Paul Kooiker’s Anti-Fashion Photographs

BY Eric Miles, March 1, 2024

From its beginnings in 1920s Paris right up until the present, Surrealism has never gone away, but now it seems to be more  ubiquitous than ever. From the films of Oscar contender Yorgos Lanthimos to the novels of Haruki Murakami, and the work of contemporary artists as diverse as Cindy Sherman, Tim Walker, John Currin, and Neo Rauch, now more than ever, it is hard to overstate how deeply it has permeated the culture, both East and West. Last year, the art magazine Apollo asked, “Why does Surrealism feel so Contemporary?”’ while a headline in Elle magazine this year declared, “The Second Coming of Surrealism Is Here.” 

Historically, Surrealism took as its object of inquiry the depths of the unconscious mind, manifest in dreams, desire, and the irrational. Repression is central to almost all Surrealist art: repressed sexual desires, urges, fantasies, and fetishes. Bypassing the restrictive clutches of the conscious mind was the ultimate aim.

# Stored rows
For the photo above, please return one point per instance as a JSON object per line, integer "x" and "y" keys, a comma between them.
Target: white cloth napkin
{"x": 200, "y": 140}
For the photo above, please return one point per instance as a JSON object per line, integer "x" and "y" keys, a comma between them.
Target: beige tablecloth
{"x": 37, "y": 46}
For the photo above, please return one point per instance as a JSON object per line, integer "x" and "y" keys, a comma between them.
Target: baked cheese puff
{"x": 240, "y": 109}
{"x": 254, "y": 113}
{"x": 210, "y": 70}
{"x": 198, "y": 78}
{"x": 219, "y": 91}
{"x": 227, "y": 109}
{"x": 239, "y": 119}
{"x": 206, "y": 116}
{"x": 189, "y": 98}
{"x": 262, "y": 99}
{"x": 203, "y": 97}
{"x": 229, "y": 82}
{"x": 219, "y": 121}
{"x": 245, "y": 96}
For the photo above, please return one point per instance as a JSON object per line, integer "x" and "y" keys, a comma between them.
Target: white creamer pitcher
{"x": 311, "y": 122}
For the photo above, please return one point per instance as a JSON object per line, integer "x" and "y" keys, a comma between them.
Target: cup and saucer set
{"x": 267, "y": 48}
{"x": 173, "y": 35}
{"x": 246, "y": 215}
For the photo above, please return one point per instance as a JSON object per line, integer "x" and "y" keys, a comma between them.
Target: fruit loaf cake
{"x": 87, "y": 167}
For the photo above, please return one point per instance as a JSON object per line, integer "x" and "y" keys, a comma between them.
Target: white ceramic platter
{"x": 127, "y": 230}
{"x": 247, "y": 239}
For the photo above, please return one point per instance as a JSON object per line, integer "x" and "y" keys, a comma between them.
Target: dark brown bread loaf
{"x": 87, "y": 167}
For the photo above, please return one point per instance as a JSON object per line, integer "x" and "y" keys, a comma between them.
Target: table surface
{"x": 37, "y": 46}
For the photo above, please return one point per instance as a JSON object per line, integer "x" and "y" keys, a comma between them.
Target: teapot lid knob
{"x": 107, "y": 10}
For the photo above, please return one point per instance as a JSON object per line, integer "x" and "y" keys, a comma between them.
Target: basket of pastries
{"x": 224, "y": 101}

# Complete the following
**a.** Reproduce the article on Paul Kooiker's photographs word for word, everything from "Historically, Surrealism took" down to "the ultimate aim.".
**b.** Summarize the article on Paul Kooiker's photographs in two sentences.
**c.** Extend the article on Paul Kooiker's photographs, picking up after its final sentence.
The data play no part in this work.

# Responses per task
**a.**
Historically, Surrealism took as its object of inquiry the depths of the unconscious mind, manifest in dreams, desire, and the irrational. Repression is central to almost all Surrealist art: repressed sexual desires, urges, fantasies, and fetishes. Bypassing the restrictive clutches of the conscious mind was the ultimate aim.

**b.** Surrealism, which began in 1920s Paris, now seems more ubiquitous than ever, permeating culture East and West through filmmakers, novelists, and contemporary artists, while Apollo and Elle have both remarked on its current relevance. Historically, it explored the unconscious mind through dreams, desire, and the irrational, with repression central to almost all Surrealist art and bypassing the conscious mind as its ultimate aim.

**c.**
Paul Kooiker, Untitled (Acne Studios), 2022. Courtesy the artist and Art Paper Editions

It wasn’t long before those working in commercial artforms began to adopt some of its stylistic tendencies. Since Surrealism was so closely tied to Freud’s concept of the “fetish” – the fixation on a piece or fragment of a whole as an object of erotic desire – fashion was among the first and most enthusiastic adopters. It is in this still-extant grey area between art and commerce that Paul Kooiker’s fashion photography exists. And though Kooiker has found great success shooting campaigns and editorial features for major fashion brands and publications, it is an open question whether it fits within the genre of fashion photography at all. His new book, Fashion (Art Paper Editions, 2023), presents a survey of work done for Vogue, Harper’s Bazaar, and Valentino, among others. While every now and then a familiar face appears (Kim Kardashian, for instance), in general Kooiker’s “anti-fashion” photos take the form of absurdist collages or Dadaist readymades. One has to squint to discern the luxury object, and his mordant, dark humour subverts most every convention of editorial and commercial fashion photography. 

Paul Kooiker, Untitled (Numero), 2017. Courtesy the artist and Art Paper Editions

Fetish remains central to fashion’s vocabulary: Kooiker plays on the fetishization of bodies and subconscious desires that is inherent in fashion almost by definition. And like Surrealist photographers, he amplifies the uncanny nature of the medium, manipulating its capacity for contradicting the viewer’s expectation of reality, especially with regard to the human figure. He stages symbolic objects in odd and frightening ways, confusing animate and inanimate, male and female, sexualized and sexless, the familiar and the radically other. So complete are the displacements that his pictures become, to use Barthes’s famous description of photography, “a new form of hallucination.”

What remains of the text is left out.